Transcribe part of the PMD dataset statistics notebook below: begin at the words "Find the number" and stop after "qb:dataSet ?dataset .".

#### SELECTED EXCERPT:

::::

Gather some statistics about the datasets, vocabularies and codelists loaded into PMD.

In [1]:
from SPARQLWrapper import SPARQLWrapper2
import pandas as pd
from IPython.display import HTML

endpoint = "https://production-drafter-ons-alpha.publishmydata.com/v1/sparql/live"
sparql = SPARQLWrapper2(endpoint)

Find the number of observations in each dataset

In [2]:
sparql.setQuery("""
PREFIX rdfs: <http://www.w3.org/2000/01/rdf-schema#>
PREFIX qb:   <http://purl.org/linked-data/cube#>

SELECT (COUNT(?obs) AS ?observations) ?dataset
WHERE {
  ?obs a qb:Observation ;
         qb:dataSet ?dataset .
} GROUP BY ?dataset ORDER BY DESC(?observations)
""")

table = pd.DataFrame()
table['Observations'] = pd.Series({
    res['dataset'].value : res['observations'].value
    for res in sparql.query().bindings
})
table

Unnamed: 0,Observations
http://gss-data.org.uk/data/hmrc-regional-trade-statistics,3241972
http://gss-data.org.uk/data/hmrc-overseas-trade-statistics,1499970
http://gss-data.org.uk/data/ons-cpa,399992
http://gss-data.org.uk/data/ons-trade-in-goods-mrets,264270
http://gss-data.org.uk/data/ons-bop-individual-country-data,80756
http://gss-data.org.uk/data/ons-pink-book-chapter-3,5378
http://gss-data.org.uk/data/ons-ltim-age-and-sex,2819
http://gss-data.org.uk/data/ons-abs,2025
http://gss-data.org.uk/data/ons-ltim-citizenship,1706
http://gss-data.org.uk/data/ons-ltim-country-of-residence,1472


In [3]:
sparql.setQuery("""
PREFIX rdfs: <http://www.w3.org/2000/01/rdf-schema#>
PREFIX qb:   <http://purl.org/linked-data/cube#>
PREFIX pmd:  <http://publishmydata.com/def/dataset#>
PREFIX gdp:  <http://gss-data.org.uk/def/gdp#>

SELECT DISTINCT ?dataset ?datasetLabel ?graph ?family
WHERE {
  ?dataset a qb:DataSet ;
         rdfs:label ?datasetLabel ;
         pmd:graph ?graph .

::::

#### RAW DATA:
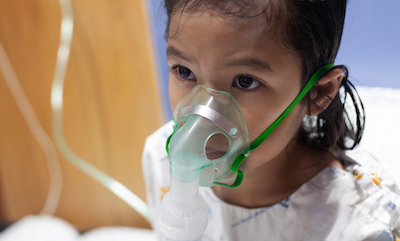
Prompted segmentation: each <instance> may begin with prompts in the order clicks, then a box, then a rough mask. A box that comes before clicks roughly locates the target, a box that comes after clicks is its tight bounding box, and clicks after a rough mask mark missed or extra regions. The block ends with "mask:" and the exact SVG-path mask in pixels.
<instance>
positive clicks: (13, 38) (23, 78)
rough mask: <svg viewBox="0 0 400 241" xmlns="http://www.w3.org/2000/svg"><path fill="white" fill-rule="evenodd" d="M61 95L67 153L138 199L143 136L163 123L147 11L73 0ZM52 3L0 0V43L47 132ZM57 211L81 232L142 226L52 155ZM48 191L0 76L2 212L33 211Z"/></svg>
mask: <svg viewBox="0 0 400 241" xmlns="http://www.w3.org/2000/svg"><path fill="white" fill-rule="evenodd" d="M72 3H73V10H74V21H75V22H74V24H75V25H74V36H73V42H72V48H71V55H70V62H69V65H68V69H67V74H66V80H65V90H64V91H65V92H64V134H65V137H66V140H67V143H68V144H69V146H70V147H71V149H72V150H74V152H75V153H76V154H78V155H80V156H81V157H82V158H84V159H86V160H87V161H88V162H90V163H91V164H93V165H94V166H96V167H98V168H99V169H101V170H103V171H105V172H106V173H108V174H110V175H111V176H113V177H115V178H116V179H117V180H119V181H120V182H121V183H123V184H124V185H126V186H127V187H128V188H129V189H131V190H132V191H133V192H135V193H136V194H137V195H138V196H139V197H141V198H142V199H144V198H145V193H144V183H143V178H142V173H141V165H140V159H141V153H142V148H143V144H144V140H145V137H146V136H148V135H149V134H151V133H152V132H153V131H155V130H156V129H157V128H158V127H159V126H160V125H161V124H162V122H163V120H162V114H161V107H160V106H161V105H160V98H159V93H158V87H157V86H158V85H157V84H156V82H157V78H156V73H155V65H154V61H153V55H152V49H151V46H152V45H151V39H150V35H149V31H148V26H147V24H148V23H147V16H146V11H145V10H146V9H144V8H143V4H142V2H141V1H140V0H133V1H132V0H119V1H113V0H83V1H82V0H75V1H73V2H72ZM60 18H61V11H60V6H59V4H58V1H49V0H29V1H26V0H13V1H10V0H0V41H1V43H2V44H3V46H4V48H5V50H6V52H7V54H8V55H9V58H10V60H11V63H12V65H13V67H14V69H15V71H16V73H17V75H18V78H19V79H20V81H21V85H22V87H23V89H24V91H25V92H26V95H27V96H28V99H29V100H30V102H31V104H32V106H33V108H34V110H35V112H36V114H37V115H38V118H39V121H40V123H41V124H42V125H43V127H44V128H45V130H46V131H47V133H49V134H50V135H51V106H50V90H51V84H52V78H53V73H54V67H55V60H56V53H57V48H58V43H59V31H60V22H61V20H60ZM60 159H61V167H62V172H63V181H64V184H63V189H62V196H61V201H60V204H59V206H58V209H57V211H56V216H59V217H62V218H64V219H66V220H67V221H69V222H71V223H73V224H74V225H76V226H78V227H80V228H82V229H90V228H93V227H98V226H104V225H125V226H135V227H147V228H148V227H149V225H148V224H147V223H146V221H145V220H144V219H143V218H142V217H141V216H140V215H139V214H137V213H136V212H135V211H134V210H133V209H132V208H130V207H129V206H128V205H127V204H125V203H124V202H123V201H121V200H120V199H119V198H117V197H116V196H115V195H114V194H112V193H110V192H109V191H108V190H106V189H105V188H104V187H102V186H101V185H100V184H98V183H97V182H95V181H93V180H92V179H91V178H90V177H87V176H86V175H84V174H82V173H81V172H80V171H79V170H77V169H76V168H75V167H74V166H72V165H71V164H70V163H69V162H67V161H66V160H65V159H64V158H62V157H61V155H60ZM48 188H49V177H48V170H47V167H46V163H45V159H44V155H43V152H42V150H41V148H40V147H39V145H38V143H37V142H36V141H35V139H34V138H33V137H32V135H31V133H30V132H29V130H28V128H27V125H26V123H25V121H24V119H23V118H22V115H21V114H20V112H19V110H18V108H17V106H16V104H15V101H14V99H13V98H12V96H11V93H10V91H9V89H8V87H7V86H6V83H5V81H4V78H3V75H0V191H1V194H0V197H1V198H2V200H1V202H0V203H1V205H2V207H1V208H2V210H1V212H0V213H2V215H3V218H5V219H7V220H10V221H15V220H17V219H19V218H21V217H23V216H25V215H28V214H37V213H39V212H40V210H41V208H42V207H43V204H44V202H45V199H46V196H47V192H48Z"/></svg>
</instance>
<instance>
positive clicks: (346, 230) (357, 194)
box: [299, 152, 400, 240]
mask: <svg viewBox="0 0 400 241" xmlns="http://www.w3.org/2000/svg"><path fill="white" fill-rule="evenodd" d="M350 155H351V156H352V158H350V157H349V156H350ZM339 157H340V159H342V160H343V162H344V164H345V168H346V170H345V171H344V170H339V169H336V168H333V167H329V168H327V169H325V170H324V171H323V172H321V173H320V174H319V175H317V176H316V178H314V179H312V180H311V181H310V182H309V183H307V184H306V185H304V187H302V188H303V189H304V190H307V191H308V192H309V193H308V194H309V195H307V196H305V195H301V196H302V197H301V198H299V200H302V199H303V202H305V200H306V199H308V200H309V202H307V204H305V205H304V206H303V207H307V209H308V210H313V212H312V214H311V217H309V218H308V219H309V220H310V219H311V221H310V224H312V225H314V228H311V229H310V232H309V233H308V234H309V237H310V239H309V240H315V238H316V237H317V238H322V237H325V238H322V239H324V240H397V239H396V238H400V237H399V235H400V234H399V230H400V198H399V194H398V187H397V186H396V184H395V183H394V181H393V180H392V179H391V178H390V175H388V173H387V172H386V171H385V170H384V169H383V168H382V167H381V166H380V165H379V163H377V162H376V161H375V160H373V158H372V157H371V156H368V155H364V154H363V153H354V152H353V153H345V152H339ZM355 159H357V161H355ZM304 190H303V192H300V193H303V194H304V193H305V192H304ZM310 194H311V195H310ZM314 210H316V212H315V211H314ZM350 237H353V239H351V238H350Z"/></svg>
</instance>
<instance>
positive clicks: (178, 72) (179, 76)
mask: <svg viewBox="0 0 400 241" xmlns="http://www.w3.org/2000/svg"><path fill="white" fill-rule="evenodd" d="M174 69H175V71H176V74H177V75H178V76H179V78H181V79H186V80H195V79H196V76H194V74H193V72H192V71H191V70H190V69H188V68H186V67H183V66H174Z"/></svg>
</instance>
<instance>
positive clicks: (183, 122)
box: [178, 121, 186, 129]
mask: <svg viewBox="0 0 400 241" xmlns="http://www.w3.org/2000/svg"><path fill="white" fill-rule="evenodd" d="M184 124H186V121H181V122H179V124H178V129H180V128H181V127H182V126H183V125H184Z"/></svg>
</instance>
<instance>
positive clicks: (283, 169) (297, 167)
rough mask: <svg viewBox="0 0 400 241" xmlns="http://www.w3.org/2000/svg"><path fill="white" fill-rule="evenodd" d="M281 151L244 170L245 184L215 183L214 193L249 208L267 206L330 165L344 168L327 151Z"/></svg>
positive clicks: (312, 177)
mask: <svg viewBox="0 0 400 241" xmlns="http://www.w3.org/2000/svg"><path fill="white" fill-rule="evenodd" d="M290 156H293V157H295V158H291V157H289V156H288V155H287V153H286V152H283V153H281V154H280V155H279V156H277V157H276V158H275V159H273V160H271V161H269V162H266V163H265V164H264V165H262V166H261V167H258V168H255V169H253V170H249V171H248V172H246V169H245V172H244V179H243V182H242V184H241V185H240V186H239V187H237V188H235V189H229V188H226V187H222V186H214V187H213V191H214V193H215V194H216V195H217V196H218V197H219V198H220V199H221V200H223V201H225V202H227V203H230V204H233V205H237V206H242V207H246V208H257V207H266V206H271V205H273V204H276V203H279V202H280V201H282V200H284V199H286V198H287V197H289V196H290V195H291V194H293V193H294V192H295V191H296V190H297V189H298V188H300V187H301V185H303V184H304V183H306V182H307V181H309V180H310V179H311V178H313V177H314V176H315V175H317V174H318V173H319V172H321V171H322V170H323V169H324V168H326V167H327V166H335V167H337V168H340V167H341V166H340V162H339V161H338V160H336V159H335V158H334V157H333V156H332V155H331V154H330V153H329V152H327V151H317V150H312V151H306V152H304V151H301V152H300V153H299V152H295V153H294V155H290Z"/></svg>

::::

#### OUTPUT FOR THIS EXERCISE:
Find the number of observations in each dataset

In [2]:
sparql.setQuery("""
PREFIX rdfs: <http://www.w3.org/2000/01/rdf-schema#>
PREFIX qb:   <http://purl.org/linked-data/cube#>

SELECT (COUNT(?obs) AS ?observations) ?dataset
WHERE {
  ?obs a qb:Observation ;
         qb:dataSet ?dataset .